EXERCISE PROMPT: Pick out each row below that contains the word "grass" and copy it in full. The match is case-sensitive.

SUPPLIED RECORDS:
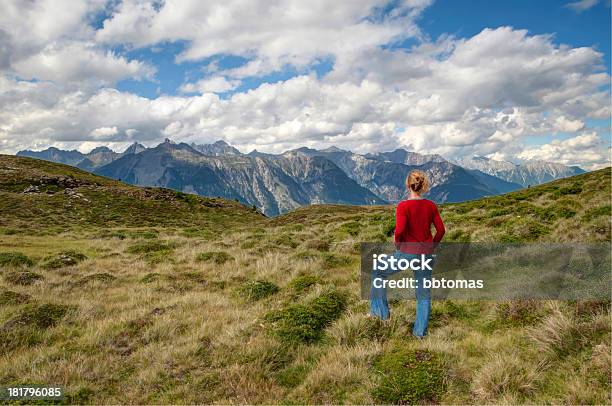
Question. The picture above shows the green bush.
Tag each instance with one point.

---

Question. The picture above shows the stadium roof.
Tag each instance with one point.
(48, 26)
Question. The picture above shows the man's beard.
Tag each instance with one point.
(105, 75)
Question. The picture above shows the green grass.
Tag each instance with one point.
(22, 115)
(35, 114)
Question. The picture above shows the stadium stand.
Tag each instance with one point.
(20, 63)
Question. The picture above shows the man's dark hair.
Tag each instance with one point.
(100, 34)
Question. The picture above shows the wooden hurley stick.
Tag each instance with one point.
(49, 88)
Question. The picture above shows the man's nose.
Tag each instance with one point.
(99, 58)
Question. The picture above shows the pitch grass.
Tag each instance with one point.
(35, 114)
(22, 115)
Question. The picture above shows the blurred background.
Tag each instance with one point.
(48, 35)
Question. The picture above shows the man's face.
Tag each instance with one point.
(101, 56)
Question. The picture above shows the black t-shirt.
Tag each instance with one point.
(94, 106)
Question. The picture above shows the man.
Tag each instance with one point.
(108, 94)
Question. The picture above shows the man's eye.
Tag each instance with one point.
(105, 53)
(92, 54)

---

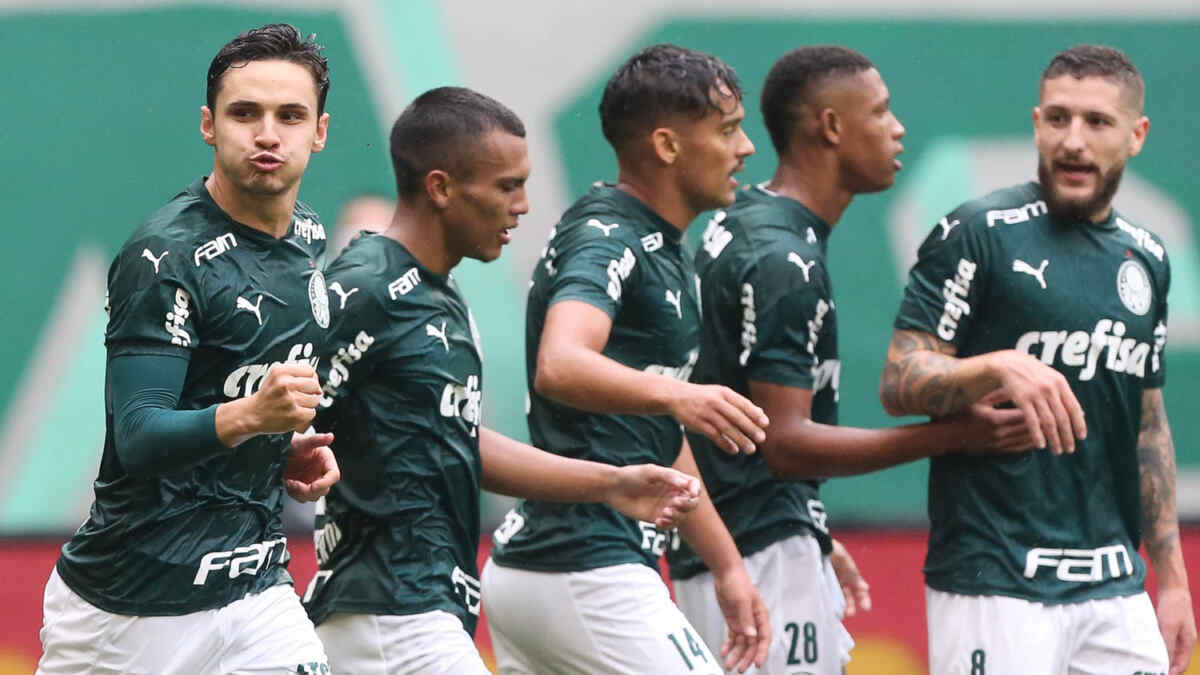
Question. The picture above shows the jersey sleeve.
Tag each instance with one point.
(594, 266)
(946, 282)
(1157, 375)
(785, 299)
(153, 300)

FULL RESPONSE:
Question. The picture above shows the green grass.
Question. The picture above shows the pitch grass.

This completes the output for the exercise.